TO DO - Copy each of the rows below word for word, keeping every line in its original order.

RECORDS TO PROCESS -
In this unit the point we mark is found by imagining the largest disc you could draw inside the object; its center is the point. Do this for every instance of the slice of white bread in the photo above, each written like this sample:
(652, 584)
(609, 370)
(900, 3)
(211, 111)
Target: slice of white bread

REPLY TO THE TASK -
In this unit the point we mark is found by imagining the largest disc you could draw inside the object; its center is the point. Do this for every instance of the slice of white bread in the photo above, each written like this sample:
(652, 584)
(609, 370)
(900, 3)
(211, 111)
Target: slice of white bread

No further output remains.